EXERCISE DATA -
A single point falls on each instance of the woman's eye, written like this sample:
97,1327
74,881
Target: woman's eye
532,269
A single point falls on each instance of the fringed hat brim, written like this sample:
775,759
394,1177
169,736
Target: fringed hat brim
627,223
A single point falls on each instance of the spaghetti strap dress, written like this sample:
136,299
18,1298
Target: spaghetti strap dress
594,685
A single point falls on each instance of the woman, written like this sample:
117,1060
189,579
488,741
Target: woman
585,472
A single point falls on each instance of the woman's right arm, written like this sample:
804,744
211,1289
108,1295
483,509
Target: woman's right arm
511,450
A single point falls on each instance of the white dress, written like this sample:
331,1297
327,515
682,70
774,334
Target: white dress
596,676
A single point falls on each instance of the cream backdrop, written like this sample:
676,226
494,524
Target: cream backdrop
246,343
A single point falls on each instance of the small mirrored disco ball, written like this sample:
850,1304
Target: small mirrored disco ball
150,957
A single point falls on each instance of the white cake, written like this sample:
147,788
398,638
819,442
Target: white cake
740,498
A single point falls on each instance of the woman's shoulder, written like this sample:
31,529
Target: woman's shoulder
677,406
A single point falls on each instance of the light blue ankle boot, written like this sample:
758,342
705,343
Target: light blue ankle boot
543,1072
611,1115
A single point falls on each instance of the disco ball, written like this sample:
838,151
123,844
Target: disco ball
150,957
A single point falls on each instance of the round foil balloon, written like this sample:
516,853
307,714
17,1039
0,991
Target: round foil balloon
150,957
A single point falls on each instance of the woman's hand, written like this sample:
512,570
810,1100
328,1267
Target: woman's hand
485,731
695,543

EXERCISE DETAILS - Reproduce word for word the stretch of the material from the line containing "A single point falls on each instance of the light" through the end of the material, including both ends.

ANSWER IN FULL -
A single point falls on each instance of the light blue ankle boot, written like this sample:
758,342
705,343
Target: light blue ankle boot
543,1072
611,1115
A single point falls on each instance of the disco ball, written like this sample:
838,151
123,844
Target: disco ball
150,957
A single point falls on each instance of the round foil balloon, written like this sample:
516,853
307,714
17,1039
0,991
Target: round foil balloon
150,957
A single point falls on each instance of the woman's hand, written like this sample:
512,570
810,1100
328,1267
Target: woman's hand
485,731
695,543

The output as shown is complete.